● **Requirement**: Word for word, copy the listing below and leave out its images.

● ● ● ● ●

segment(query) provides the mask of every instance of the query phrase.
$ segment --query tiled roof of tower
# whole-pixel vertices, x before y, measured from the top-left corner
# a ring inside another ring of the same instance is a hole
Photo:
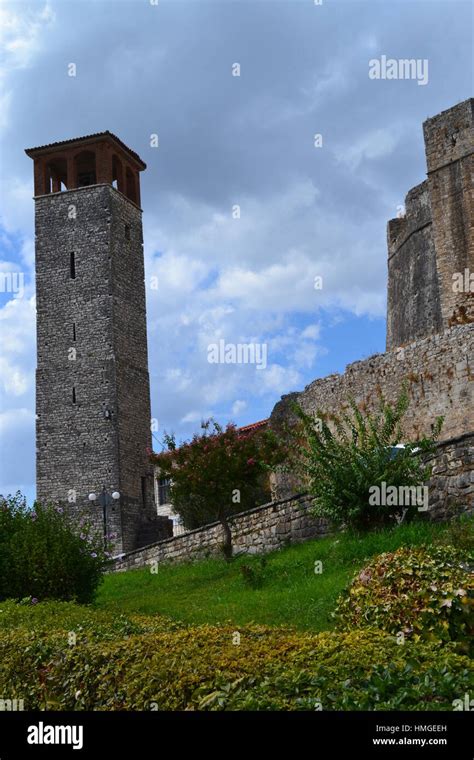
[[[38,145],[36,148],[25,148],[25,153],[27,156],[30,156],[30,158],[33,158],[37,153],[41,153],[43,151],[47,152],[52,148],[72,145],[73,143],[90,142],[90,140],[94,140],[95,138],[100,137],[109,137],[114,140],[126,153],[135,159],[135,161],[137,161],[137,163],[139,163],[143,169],[146,169],[146,163],[140,158],[138,153],[135,153],[134,150],[129,148],[128,145],[125,145],[125,143],[122,142],[122,140],[120,140],[117,135],[114,135],[113,132],[109,132],[109,130],[106,130],[105,132],[94,132],[92,135],[83,135],[82,137],[73,137],[70,140],[60,140],[59,142],[48,143],[48,145]]]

● ● ● ● ●

● **Answer area**:
segment(query) provides the mask of every instance of the query phrase.
$ segment --query tiled roof of tower
# whole-pixel vertices, x before y, measured from the top-left corner
# a ring inside another ring of the same instance is a hole
Photo:
[[[38,145],[36,148],[25,148],[25,153],[27,156],[30,156],[30,158],[33,158],[37,153],[41,153],[43,151],[47,152],[52,148],[72,145],[73,143],[90,142],[90,140],[94,140],[95,138],[100,137],[109,137],[114,140],[126,153],[135,159],[135,161],[137,161],[137,163],[139,163],[143,169],[146,169],[146,163],[140,158],[138,153],[135,153],[134,150],[129,148],[128,145],[125,145],[125,143],[122,142],[122,140],[120,140],[117,135],[114,135],[113,132],[109,132],[109,130],[106,130],[105,132],[94,132],[92,135],[83,135],[82,137],[73,137],[70,140],[60,140],[59,142],[48,143],[48,145]]]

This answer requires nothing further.